[Labeled point records]
..............................
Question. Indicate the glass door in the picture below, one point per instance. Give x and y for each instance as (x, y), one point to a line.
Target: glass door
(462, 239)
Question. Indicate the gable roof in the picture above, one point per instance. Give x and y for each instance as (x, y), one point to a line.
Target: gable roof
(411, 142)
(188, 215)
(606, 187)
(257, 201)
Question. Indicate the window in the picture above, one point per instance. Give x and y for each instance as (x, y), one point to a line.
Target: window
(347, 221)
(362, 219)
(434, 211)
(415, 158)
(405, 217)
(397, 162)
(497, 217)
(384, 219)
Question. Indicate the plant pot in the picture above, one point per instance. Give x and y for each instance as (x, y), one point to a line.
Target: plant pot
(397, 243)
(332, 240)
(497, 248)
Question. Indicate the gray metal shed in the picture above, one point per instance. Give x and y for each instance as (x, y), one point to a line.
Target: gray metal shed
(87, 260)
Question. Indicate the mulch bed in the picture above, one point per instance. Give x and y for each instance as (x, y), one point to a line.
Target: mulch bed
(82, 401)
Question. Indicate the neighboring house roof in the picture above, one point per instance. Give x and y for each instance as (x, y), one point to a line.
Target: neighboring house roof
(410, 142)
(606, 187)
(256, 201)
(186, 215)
..............................
** Request **
Write out every row above word for word, keeping each line as it appears.

** Task solution **
Question. Indicate the glass door in the picture below, one point per instance. Give x and y for each instance as (x, y), one point to a line.
Target: glass door
(462, 239)
Question. Indicate the gable roof in the picture above, one point per instance. Give x and y for each instance as (x, y), one point to a line.
Target: gable roof
(411, 142)
(188, 215)
(606, 187)
(257, 201)
Question. Indicate the window in the picture above, one point per instance. Give x and y for each instance as (x, y), one point to a line.
Target: window
(347, 221)
(362, 219)
(434, 211)
(415, 158)
(405, 217)
(397, 162)
(497, 217)
(384, 219)
Question. Indicate the plant pot in the picture above, one point per instance. Give x and y for each instance as (x, y), one point to a line.
Target: plant pot
(397, 243)
(332, 240)
(497, 248)
Question. Indicate the gray metal shed in the picture above, one point per instance. Give x and y for each instance as (x, y), one point to a line.
Target: gray metal shed
(87, 260)
Question. Indicate the mulch bed in the picture above, one point per instance. Give x and y for each instance as (x, y), one point to a line.
Target: mulch bed
(82, 401)
Question. Indicate the neighboring house roof in the picture above, one point per instance. Give x and y for each instance as (x, y), one point to a line.
Target: neighboring house roof
(410, 142)
(606, 187)
(256, 201)
(186, 215)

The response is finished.